WORK TO COMPLETE: Retype exactly the lines from the line with "Identify a point on every instance of the hinge" to the end of the data, keeping both boundary lines.

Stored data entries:
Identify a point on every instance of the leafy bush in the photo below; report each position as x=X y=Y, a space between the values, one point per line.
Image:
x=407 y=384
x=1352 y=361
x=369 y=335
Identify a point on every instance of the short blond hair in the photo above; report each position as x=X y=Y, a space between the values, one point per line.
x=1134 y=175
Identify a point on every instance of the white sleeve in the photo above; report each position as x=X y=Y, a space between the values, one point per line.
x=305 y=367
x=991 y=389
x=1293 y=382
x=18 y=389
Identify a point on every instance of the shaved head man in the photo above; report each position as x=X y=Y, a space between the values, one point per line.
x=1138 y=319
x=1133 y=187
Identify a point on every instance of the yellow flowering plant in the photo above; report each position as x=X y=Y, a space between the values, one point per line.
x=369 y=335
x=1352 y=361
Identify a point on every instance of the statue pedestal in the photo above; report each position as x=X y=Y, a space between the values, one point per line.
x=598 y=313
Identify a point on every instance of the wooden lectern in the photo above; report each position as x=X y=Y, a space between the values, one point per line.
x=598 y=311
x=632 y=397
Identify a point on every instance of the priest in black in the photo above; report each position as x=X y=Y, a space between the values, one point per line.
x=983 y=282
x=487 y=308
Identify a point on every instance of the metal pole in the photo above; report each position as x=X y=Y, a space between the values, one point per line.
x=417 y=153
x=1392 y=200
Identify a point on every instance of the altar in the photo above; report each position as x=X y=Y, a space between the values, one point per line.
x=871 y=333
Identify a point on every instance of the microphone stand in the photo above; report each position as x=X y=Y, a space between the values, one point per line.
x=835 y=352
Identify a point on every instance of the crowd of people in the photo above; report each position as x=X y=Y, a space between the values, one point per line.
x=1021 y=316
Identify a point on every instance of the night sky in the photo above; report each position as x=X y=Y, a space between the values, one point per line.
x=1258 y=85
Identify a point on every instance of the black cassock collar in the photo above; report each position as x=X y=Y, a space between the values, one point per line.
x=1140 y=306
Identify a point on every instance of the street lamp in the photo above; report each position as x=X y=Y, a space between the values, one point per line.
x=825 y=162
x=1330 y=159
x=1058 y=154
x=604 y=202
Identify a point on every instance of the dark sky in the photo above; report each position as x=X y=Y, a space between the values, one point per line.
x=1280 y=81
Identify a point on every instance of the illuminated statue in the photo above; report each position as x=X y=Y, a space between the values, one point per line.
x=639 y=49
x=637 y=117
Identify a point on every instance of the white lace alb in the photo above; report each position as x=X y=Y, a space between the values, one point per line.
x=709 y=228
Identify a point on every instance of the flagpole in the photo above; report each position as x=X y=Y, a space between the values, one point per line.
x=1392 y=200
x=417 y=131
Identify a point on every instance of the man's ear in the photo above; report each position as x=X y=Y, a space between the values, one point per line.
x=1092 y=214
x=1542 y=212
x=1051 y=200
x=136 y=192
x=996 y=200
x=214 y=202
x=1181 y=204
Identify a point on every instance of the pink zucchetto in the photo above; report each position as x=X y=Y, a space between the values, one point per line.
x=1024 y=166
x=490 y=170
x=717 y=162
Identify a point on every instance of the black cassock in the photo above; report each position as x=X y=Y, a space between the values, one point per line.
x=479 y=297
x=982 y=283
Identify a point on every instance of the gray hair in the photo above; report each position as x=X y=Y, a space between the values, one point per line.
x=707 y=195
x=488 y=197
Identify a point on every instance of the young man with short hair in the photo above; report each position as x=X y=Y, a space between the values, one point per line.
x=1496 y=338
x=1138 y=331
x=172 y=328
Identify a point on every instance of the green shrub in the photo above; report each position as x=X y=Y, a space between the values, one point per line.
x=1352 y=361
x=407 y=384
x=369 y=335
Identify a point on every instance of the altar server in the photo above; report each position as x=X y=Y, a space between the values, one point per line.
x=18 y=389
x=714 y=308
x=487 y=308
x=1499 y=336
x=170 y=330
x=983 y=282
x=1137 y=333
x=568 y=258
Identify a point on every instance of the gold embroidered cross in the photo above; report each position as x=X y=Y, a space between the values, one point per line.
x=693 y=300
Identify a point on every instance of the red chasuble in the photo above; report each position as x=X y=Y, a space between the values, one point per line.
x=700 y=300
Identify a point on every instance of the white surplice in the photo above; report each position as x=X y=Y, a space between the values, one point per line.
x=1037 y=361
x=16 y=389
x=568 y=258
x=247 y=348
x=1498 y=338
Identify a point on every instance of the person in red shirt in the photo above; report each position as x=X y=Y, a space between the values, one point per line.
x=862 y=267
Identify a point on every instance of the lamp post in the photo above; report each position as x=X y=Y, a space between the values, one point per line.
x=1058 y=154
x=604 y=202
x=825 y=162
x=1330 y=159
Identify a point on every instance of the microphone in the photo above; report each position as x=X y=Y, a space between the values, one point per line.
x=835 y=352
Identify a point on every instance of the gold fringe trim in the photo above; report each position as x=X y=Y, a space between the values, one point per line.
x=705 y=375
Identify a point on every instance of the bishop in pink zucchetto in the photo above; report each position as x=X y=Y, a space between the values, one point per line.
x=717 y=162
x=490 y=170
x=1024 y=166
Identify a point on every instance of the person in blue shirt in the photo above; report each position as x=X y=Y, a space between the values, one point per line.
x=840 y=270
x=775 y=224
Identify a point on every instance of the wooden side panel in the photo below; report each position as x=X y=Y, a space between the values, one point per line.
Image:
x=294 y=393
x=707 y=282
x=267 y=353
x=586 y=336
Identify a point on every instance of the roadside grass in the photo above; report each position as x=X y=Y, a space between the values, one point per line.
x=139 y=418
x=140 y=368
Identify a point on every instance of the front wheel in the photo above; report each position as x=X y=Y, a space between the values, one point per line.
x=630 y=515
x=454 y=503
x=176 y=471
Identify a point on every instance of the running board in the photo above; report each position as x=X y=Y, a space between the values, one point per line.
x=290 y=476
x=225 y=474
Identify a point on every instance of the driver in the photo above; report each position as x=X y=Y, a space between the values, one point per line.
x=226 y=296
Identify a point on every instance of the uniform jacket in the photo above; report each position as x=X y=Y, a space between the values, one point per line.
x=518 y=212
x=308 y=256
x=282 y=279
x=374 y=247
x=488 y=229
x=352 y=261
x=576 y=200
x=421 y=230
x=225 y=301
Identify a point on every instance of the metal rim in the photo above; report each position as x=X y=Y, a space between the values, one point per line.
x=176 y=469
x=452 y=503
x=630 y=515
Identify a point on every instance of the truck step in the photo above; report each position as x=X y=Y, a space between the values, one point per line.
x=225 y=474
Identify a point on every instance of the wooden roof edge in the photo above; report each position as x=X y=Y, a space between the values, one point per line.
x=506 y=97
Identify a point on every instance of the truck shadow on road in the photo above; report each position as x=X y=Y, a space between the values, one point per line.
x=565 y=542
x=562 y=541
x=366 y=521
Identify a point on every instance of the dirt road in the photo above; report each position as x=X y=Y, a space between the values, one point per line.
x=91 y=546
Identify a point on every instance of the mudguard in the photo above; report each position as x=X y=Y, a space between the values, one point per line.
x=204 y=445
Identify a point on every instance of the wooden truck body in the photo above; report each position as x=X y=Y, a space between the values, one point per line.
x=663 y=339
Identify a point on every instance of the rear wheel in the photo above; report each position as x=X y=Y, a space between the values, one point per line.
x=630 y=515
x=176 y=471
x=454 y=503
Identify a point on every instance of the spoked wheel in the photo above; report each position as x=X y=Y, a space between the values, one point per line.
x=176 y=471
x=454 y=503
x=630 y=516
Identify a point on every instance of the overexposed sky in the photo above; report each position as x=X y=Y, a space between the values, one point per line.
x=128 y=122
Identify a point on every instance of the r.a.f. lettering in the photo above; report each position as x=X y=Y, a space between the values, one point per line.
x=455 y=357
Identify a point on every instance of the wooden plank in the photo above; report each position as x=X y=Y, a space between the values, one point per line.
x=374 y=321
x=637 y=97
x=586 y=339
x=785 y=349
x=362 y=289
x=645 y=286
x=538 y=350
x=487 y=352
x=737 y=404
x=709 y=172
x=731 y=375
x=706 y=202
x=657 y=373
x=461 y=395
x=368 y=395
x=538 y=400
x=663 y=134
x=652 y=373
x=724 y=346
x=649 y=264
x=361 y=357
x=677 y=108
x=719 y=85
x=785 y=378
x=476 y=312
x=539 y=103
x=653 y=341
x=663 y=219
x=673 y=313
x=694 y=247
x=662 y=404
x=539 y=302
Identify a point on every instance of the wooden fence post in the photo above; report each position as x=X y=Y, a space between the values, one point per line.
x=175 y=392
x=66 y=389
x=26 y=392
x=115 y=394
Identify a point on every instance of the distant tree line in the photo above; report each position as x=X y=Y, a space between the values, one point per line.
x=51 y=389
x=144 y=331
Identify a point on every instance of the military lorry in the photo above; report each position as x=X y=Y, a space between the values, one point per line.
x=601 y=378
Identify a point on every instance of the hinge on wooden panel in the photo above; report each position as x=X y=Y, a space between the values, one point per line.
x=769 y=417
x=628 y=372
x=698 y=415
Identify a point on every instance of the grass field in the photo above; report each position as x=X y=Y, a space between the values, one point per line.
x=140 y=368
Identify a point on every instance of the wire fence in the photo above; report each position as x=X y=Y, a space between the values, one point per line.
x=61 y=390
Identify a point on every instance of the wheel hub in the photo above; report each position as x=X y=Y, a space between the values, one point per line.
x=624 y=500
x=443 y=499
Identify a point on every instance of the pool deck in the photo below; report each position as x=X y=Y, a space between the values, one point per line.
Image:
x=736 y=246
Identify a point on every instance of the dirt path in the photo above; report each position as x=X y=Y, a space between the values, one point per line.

CORRECT RESULT:
Identify a point on every instance of the hinge on wooden panel in the photo above; report each position as x=X y=Y, a space between the values, one point per line.
x=769 y=417
x=628 y=372
x=698 y=415
Identify a point on every instance of the grass field in the photo above; report each position as x=X y=Y, a space between the values, one point per line.
x=140 y=368
Identify a point on every instance of the wire fence in the photo above; report each position as x=X y=Y, a space between the values, one point per line.
x=61 y=390
Identify a point on every instance of the wheel hub in the photo above; report each position as x=X y=Y, a space between the values, one point per line.
x=624 y=500
x=443 y=499
Identify a point on every instance of the pool deck in the photo below; report each position as x=X y=Y, a space between the values, one point per line.
Image:
x=736 y=246
Identify a point on every instance of the dirt path in the photo above; report each position as x=X y=Y, a space between the values, one point per line.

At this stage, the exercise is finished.